=== Labeled-object pointing entries ===

· · · · · · ·

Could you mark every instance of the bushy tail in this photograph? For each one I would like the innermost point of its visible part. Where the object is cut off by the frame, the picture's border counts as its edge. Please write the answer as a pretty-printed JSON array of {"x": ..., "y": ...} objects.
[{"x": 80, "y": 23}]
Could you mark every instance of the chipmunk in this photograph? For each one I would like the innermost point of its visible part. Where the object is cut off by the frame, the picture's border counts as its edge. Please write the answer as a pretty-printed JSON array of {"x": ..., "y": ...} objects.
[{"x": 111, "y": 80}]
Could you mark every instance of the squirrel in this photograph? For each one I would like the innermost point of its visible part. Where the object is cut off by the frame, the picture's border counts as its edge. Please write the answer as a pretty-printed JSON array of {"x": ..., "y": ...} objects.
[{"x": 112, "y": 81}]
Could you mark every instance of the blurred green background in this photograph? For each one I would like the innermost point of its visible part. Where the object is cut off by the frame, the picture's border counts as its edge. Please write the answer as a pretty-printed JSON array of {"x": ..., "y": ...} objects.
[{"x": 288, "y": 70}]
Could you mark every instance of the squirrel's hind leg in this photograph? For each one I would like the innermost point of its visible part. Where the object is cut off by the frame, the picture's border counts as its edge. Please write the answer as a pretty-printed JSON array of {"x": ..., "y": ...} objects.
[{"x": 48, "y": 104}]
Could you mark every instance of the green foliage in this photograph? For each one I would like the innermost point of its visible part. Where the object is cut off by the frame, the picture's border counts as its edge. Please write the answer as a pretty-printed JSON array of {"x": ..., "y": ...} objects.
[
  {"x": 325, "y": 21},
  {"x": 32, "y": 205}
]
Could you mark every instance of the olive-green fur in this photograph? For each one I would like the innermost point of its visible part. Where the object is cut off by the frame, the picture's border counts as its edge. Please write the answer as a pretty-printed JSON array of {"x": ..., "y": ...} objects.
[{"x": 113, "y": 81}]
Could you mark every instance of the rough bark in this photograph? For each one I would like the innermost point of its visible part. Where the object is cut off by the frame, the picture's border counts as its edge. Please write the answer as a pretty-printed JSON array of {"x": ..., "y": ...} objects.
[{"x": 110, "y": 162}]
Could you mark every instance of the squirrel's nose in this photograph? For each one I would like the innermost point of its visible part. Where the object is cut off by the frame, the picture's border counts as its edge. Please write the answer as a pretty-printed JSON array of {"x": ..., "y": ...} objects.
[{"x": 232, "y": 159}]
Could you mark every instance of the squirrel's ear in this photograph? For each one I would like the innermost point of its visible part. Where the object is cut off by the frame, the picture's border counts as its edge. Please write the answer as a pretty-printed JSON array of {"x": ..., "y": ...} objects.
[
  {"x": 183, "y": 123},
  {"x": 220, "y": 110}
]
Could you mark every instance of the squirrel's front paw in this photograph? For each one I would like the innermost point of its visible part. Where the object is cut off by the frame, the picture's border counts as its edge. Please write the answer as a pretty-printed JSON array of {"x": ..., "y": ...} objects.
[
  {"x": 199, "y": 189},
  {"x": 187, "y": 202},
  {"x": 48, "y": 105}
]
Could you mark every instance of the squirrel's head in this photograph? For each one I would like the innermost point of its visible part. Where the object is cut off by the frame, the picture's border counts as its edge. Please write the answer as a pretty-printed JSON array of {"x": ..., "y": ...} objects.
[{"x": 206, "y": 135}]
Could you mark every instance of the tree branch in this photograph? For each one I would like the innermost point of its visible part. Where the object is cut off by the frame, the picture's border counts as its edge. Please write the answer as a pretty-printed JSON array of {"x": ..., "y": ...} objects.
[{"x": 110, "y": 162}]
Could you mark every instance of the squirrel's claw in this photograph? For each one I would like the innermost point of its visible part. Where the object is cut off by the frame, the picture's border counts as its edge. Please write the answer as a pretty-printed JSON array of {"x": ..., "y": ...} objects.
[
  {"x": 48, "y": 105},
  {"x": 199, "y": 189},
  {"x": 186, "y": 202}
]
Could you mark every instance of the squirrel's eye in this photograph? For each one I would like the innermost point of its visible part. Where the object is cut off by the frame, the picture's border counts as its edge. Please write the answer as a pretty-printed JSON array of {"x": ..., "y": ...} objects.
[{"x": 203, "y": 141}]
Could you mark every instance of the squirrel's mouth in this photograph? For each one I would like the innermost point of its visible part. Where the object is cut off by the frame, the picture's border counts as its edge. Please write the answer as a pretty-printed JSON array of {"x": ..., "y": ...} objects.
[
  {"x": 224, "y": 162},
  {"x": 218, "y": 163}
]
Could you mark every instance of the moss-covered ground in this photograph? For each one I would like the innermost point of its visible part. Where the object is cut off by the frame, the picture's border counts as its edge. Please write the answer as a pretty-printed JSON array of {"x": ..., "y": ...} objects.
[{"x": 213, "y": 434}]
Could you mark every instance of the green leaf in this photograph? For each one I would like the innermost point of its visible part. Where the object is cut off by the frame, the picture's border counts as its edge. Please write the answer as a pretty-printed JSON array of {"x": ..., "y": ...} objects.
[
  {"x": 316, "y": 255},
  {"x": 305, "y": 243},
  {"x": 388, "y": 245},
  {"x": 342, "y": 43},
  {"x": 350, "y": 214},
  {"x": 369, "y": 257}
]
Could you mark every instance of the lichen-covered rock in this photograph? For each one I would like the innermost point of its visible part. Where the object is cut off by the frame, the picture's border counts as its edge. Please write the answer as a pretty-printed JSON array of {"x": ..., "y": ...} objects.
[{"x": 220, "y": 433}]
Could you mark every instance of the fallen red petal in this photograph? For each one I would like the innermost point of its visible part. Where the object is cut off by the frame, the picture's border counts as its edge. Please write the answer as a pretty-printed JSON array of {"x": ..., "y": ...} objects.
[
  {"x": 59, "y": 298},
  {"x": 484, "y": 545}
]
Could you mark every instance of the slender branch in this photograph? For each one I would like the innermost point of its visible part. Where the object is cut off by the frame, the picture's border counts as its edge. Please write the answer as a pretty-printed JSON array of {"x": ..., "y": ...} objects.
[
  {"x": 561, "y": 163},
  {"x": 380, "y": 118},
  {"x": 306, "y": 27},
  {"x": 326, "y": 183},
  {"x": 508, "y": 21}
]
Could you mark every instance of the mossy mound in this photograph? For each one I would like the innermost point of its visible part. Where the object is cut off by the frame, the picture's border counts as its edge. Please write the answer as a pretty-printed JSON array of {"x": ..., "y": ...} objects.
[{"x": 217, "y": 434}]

· · · · · · ·

=== GOAL ===
Copy the material above, line for line.

=== CORRECT RESULT ===
Could you mark every instance of the bushy tail in this photograph? For each one I would like the innermost point of its visible part. Where the object is cut off by the frame, the picture's border counts as its edge. Please write the answer as a pretty-printed JSON array of {"x": ..., "y": ...} objects.
[{"x": 80, "y": 23}]
Could you mark every instance of the chipmunk in this photograph? For each one I would like the innermost point of its visible part. Where the object is cut off by the frame, the picture's border counts as its edge. Please write the answer as a pretty-printed JSON array of {"x": ..., "y": ...} objects.
[{"x": 111, "y": 80}]
Could you mark every instance of the squirrel in this photograph? For each one I would like the innermost point of its visible part. Where the object is cut off by the frame, the picture's border counts as its edge. Please write the answer as a pretty-printed JSON array of {"x": ..., "y": ...} objects.
[{"x": 112, "y": 81}]
Could you mark every instance of the blurred green background in this photograph? For each one I would like the innermost point of its visible part. Where the object is cut off by the frame, the picture's border counts as its edge. Please write the answer as a pretty-printed JSON array of {"x": ..., "y": ...} objects.
[{"x": 288, "y": 70}]
Could you mark every instance of the squirrel's hind leg in this photograph? For each one I would like the innermost point of its visible part. Where the object is cut off by the frame, the picture's border counts as its edge. Please write the answer as a pretty-printed JSON array of {"x": ..., "y": ...} objects.
[{"x": 48, "y": 104}]
Could you mark every instance of the green foliage in this photograph? For each one I would like the innermost point of its visible part. Where the object is cut off by the frame, the picture's border counts as its edge. Please write the answer as a pretty-printed JSON array of {"x": ..., "y": ...} objects.
[
  {"x": 325, "y": 21},
  {"x": 32, "y": 205}
]
Could you mark every instance of the olive-green fur in this photograph? For each one I would like the innermost point of its visible part. Where the object is cut off by the frame, the picture's border counts as its edge. Please write the answer as a pretty-printed JSON array of {"x": ..., "y": ...} objects.
[{"x": 113, "y": 81}]
Could you mark every instance of the rough bark in this photograph? For each one I would like the innermost point of its visible part. Where the object is cut off by the frame, the picture's border counts as its edge. Please write the answer as a pretty-printed JSON array of {"x": ..., "y": ...} objects.
[{"x": 110, "y": 162}]
Could you mark every instance of the squirrel's nose in this photograph? For each one I would like the innermost point of its visible part. Where the object is cut off by the frame, the picture's border counts as its edge. Please write the answer as a pretty-printed JSON array of {"x": ..., "y": ...} objects.
[{"x": 232, "y": 159}]
Could you mark every instance of the squirrel's ear in this photograph? For each one I would like the innermost point of its visible part. Where the object is cut off by the frame, the picture's border counts as its edge. Please write the answer as a pretty-printed JSON array of {"x": ..., "y": ...} objects.
[
  {"x": 183, "y": 123},
  {"x": 220, "y": 110}
]
Could you mark every instance of the squirrel's front paw in this photograph? For each one I would like the innermost point of its visible part. Where the object is cut off by the frame, the picture's border counts as its edge. Please write the answer as a pretty-printed JSON array of {"x": ..., "y": ...} objects.
[
  {"x": 199, "y": 189},
  {"x": 187, "y": 202},
  {"x": 48, "y": 105}
]
Could you mark every instance of the squirrel's head in this photograph? For each one I would like the innermost point of its visible part. Where the object is cut off by the frame, the picture's border counts as its edge. Please write the answer as a pretty-printed JSON array of {"x": ..., "y": ...} objects.
[{"x": 206, "y": 135}]
Could you mark every instance of the tree branch in this photograph? For each one I would like the innermost point of its visible part. Where the object is cut off by the frame, the picture's border counts as its edge. Please write the answer as a pretty-printed JSON array of {"x": ..., "y": ...} objects.
[{"x": 110, "y": 162}]
Could you mark every instance of the squirrel's claw in this photograph? For each one I would like the innermost point of its visible part. Where the object is cut off by the frame, the picture's border counts as its edge. Please write the answer as a pretty-printed JSON array of {"x": ..., "y": ...} objects.
[
  {"x": 48, "y": 105},
  {"x": 199, "y": 189},
  {"x": 186, "y": 202}
]
Could you mark every instance of the squirrel's eye in this photograph? For each one I would like the innermost point of its visible part. Where the object is cut off by the frame, the picture's border counts as its edge. Please write the answer as a pretty-printed JSON array of {"x": ..., "y": ...} objects.
[{"x": 203, "y": 141}]
Could you mark every instance of the squirrel's mouth in this photograph? For each one I would like the innermost point of its visible part. Where the object is cut off by the frame, the picture's border counts as its edge. Please write the answer as a pretty-printed JSON array of {"x": ..., "y": ...} objects.
[
  {"x": 224, "y": 162},
  {"x": 218, "y": 163}
]
Could you mark every instance of the moss-covered ground in this photograph? For each one I would like the innermost point of its visible part. Where the object is cut off by the frame, the picture's border counts as its edge. Please write the answer as a pretty-printed JSON array of {"x": ..., "y": ...} objects.
[{"x": 213, "y": 434}]
Could you mark every instance of the green leaf in this photograph? For each one I would like the innermost point of its visible part. Where the object is cut off by the frame, the picture's border counts as its edge. Please write the answer as a pretty-printed JSON array of {"x": ..., "y": ...} objects.
[
  {"x": 316, "y": 255},
  {"x": 305, "y": 243},
  {"x": 388, "y": 245},
  {"x": 342, "y": 43},
  {"x": 350, "y": 214},
  {"x": 369, "y": 257}
]
Could you mark every instance of the lichen-covered rock in this photograph? For each one I would like the innermost point of its visible part. Where the object is cut off by the frame, the picture's border counts as its edge. Please write the answer as a pretty-printed JSON array of {"x": ..., "y": ...} objects.
[{"x": 220, "y": 433}]
Could you mark every instance of the fallen red petal in this photograph? For each one I would like the innermost point of its visible part. Where the object is cut off by the frame, the picture's border counts as its edge. Please write the answer as a pretty-printed JSON array of {"x": ..., "y": ...} objects.
[
  {"x": 59, "y": 298},
  {"x": 484, "y": 545}
]
Could you mark every instance of the slender branch in this photograph? For each one I would like the innermost point of its visible part. Where the object is cut off by the frame, the picture's border counts as its edge. Please write the answer as a pretty-printed JSON array of {"x": ..., "y": ...} objects.
[
  {"x": 561, "y": 163},
  {"x": 380, "y": 118},
  {"x": 306, "y": 27},
  {"x": 326, "y": 183},
  {"x": 508, "y": 21}
]
Could you mark every instance of the mossy mound in this photograph? For each one I would like the innermost point of its visible part. Where the object is cut off by the frame, the picture's border counts as its edge. Please write the answer as a pretty-printed JSON array of {"x": ..., "y": ...} objects.
[{"x": 217, "y": 434}]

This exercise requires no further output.